====== RECORDS FOR THIS EXERCISE ======

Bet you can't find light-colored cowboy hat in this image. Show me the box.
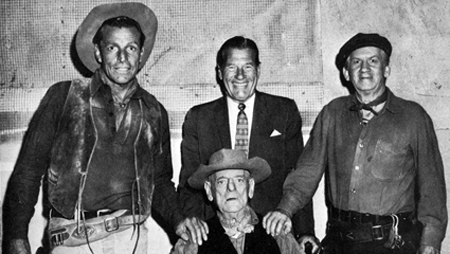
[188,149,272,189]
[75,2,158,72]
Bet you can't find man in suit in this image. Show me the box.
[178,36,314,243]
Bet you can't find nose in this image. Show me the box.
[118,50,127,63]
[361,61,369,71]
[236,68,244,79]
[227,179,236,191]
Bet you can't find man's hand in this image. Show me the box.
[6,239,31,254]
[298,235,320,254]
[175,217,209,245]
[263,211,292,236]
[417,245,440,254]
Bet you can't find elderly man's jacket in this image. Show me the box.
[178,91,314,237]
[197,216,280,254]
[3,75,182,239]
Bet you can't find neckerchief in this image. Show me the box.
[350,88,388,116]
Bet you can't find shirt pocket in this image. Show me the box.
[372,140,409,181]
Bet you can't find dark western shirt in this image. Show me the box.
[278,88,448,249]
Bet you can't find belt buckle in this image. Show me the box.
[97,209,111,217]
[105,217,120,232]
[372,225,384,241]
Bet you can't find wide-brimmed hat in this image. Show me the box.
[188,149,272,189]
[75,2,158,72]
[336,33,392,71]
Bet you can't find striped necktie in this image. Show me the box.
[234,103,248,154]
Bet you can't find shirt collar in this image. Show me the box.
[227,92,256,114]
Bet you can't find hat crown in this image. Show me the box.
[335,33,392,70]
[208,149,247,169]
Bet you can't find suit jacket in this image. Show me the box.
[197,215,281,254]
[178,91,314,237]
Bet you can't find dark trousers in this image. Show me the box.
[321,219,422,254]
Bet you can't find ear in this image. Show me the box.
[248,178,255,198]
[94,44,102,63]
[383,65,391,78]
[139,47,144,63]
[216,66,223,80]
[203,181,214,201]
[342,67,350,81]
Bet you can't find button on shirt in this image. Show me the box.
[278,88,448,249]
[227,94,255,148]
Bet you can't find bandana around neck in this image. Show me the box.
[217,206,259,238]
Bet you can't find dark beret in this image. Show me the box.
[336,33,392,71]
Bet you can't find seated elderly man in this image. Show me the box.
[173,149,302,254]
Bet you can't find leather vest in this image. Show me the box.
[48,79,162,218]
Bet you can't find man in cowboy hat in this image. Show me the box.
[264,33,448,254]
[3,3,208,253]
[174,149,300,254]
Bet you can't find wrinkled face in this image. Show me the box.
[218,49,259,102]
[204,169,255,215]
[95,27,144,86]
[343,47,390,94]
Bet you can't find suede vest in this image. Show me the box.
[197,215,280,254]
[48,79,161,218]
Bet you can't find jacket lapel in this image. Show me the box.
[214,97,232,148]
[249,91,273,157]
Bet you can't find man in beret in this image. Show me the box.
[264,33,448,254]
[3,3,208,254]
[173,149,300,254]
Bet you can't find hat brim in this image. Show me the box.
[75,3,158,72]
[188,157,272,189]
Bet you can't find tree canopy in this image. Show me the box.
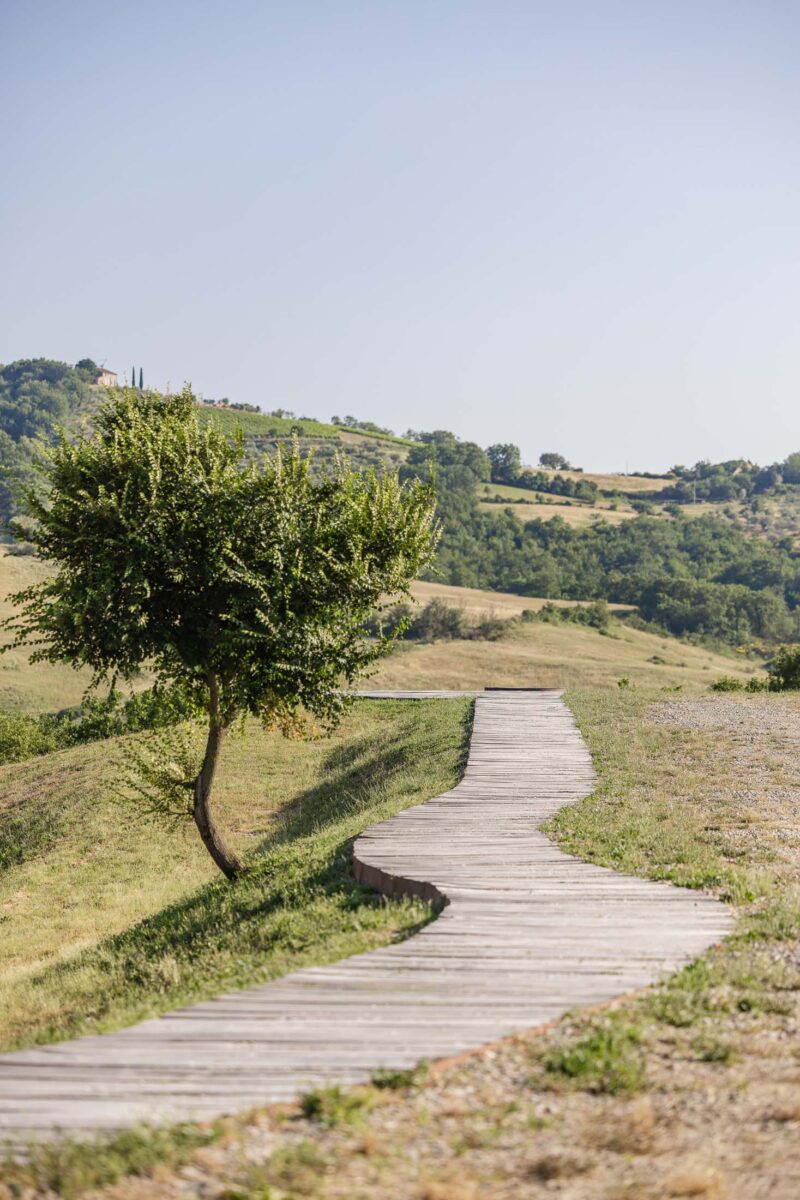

======

## DO THIS:
Copy the listing from its start through the line that contains "[372,140,409,181]", requests included, shifting every bounding-box coordinate up by 149. Leave the pictures out of the answer.

## RESPONSE BELOW:
Bet you can't find light-colored cowboy hat in this image. Show me the box.
[337,298,421,338]
[224,151,307,221]
Bet you can't find man in suit in this image. Show me the box.
[327,185,463,392]
Bet you can't find nose in this image. Show me the box.
[267,199,276,212]
[510,210,518,220]
[385,217,393,228]
[376,328,385,340]
Bet you can't find man's hand in this image. Show me the box.
[155,388,180,403]
[447,384,469,403]
[324,366,358,394]
[412,360,441,385]
[566,394,589,403]
Bet you can't find elderly man's jacket in this image. Show me the box.
[327,240,463,386]
[346,365,429,403]
[152,224,331,388]
Bet you can't find neckerchief in this image. Show me the box.
[499,237,537,265]
Bet you can't find shirt pocket in this image. Show me the box.
[521,289,558,330]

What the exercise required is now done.